Collected data:
↓↓↓
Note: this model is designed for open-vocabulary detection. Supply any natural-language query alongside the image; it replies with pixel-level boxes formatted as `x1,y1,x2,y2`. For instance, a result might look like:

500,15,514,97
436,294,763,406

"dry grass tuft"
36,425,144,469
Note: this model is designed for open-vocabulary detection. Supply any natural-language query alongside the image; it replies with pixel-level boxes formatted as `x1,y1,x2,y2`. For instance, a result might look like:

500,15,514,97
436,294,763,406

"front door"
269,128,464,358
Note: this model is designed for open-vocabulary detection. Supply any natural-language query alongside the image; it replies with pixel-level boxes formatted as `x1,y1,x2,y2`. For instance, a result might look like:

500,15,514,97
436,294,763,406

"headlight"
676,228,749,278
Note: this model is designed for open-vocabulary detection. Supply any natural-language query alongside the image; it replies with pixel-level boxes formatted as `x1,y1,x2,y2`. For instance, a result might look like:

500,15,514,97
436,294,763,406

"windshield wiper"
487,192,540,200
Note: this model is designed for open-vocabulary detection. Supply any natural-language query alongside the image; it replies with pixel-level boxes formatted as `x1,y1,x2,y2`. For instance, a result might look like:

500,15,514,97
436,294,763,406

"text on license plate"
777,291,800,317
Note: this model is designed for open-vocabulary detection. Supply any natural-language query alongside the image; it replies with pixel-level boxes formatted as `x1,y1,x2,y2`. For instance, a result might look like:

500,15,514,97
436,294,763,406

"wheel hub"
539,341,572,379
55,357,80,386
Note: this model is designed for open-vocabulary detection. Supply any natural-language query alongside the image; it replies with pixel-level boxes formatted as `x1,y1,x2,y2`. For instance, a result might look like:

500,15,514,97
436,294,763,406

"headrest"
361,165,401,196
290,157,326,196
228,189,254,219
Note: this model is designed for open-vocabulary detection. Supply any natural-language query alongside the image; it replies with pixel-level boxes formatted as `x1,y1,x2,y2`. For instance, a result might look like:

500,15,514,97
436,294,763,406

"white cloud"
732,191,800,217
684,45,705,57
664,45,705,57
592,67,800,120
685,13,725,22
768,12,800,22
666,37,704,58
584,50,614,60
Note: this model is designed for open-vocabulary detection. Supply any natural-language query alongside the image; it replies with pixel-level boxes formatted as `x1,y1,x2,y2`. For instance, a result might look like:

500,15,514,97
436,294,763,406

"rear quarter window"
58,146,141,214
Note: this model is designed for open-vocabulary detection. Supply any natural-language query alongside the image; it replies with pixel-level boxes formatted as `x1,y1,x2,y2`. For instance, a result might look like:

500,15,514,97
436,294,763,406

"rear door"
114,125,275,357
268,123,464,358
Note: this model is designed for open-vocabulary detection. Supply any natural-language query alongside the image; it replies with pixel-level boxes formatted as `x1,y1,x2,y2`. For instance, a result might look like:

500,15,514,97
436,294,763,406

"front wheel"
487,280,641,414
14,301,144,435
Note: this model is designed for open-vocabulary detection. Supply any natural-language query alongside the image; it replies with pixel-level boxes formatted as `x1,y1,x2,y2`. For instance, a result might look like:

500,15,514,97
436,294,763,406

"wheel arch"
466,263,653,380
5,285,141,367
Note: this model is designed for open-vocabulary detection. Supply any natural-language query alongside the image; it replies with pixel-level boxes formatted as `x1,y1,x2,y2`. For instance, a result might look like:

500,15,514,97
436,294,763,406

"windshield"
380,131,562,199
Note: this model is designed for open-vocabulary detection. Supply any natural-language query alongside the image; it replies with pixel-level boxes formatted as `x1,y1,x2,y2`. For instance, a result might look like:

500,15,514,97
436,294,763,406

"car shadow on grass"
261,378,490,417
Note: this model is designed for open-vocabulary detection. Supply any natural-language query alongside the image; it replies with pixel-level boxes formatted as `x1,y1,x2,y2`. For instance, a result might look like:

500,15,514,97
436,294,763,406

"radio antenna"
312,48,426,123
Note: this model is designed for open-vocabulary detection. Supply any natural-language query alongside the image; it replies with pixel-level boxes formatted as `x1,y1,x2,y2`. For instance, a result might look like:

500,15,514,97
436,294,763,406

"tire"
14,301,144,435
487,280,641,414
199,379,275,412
↑↑↑
WHAT YOU NEED TO DO -> Retype each record, matching it exactly.

COMPLETED EXERCISE ->
Note: this model is designed for open-vocabulary detection. Supply any natural-language query alongside the image; it replies with pixel-level boxes formatted as `x1,y1,x2,y2`. For instance, a result might look like:

500,15,514,97
436,294,763,406

"dry grass tuft"
36,425,144,469
Note: this model is designed for open-vocabulary detection. Supply any natural-language query alongside the image; it replies with pixel-level boxes formatted as `x1,y1,x2,y2`. For instance, a result might look like:

500,15,514,97
436,294,763,406

"front door"
269,128,464,358
Note: this model is designed for open-vocabulary detection. Supply any natural-language query alongside the image; it replies with pixel-level boxes formatted as `x1,y1,x2,y2`. For instance, a result might look like:

500,15,514,97
436,294,763,406

"headlight"
676,228,749,278
Note: this model is designed for open-vocabulary detection. Supply any natural-language query alongside the image; it replies with pixel-level boxes formatted as `x1,y1,x2,y2`. For instance, a result might look like:

500,15,514,97
436,294,763,406

"windshield wiper"
487,192,540,200
Note: this model is designed for open-vocabulary detection. Supply any natural-language query alongside the image; it replies with pixel-level boxes formatted as `x1,y1,x2,y2`. For instance, a result might look like:

500,15,514,97
436,294,763,406

"text on license plate"
777,291,800,317
Note: this model is designed for open-vocabulary detection. Supply any natural-language query alongside the image; it replies with pixel-level boxes formatted as `x1,y1,x2,y2`. For instance, a result might look like:

500,15,514,97
436,294,763,406

"wheel hub"
539,341,572,379
55,357,80,386
Note: this model is designed for open-vocabulary detection. Supply any natural-language query alongside the image; it replies with pixel-level boxes formatted as `x1,y1,x2,y2`. For instance, a result might look like:

500,15,514,97
436,294,763,406

"headrest"
361,165,401,196
290,157,326,196
228,189,254,219
Note: this model is designed for open-vocabulary detection. Supply any natural-language query alongside the image; it replies with pixel-level boxes formatted as `x1,y1,x2,y2`. For instance, a result might look like:

500,15,514,97
436,294,763,406

"white cloud"
732,191,800,217
684,45,705,57
664,45,705,57
592,67,800,120
685,13,725,22
768,12,800,22
666,37,704,58
584,50,614,60
Note: this model is designed for open-vocabulary detection. Supply any natural-language query alongside the image; it replies with pixel-level boxes formatted as `x1,y1,x2,y2`. For instance, a result might look like:

500,15,514,97
436,294,763,406

"rear quarter window"
58,146,141,214
Note: this model is designed for open-vocabulary detection. Supply any natural-language query alongside the image; it replies with pixel-level boxes formatted as `x1,y1,x2,y2`. For instance, a result might look like:

500,15,514,97
436,294,763,406

"rear door"
114,125,275,357
268,123,464,358
Note: this model is designed for open-vocabulary detection. Supply any natural-language query alongside the image; it replies with pixel-level boxes formatted as `x1,y1,x2,y2`. For instance, a result might look like:

500,15,514,97
436,294,763,406

"front wheel"
487,280,641,414
14,301,144,435
Note: this model is designed for open-vocabulary detection. Supply any natural-language query alongside the image; it replies with pixel-level boxes formatted as `x1,y1,x2,y2`. For instance, a result might look like:

500,15,514,97
436,294,763,406

"wheel arch"
466,263,653,380
5,285,141,367
Note: this model is designed for open-vocabulary detection. Supply any natural-language query alongside the image; it replies with pixel-level boxes formatted as `x1,y1,x2,y2`. For instance, a result might look like:

500,15,514,97
436,294,763,406

"windshield"
380,131,562,199
Note: this model is designed for open-vocabulary detection. Supply any natural-language query alongside the image; it replies with pixel-level boxes formatted as `x1,y1,x2,y2`. For instance, a result might look like:

500,15,514,97
436,294,763,406

"car shadow on grass"
261,378,490,417
Note: this model is designed for open-vocabulary detection. Supply any natural-language query alongside the image; it replies with pixel-level boxes formatted as `x1,y1,x2,y2`. For instance, a result might look like:

500,15,514,97
436,294,763,406

"radio antenna"
312,48,426,123
Note: this model is designed for open-vocabulary detection. Supply any natural-language query alongside the image; it replies with pixel-level boxes formatted as `x1,y1,x2,y2`. For instance, a result might look like:

500,15,514,97
436,294,763,406

"tire"
14,301,144,435
487,280,641,414
199,379,275,412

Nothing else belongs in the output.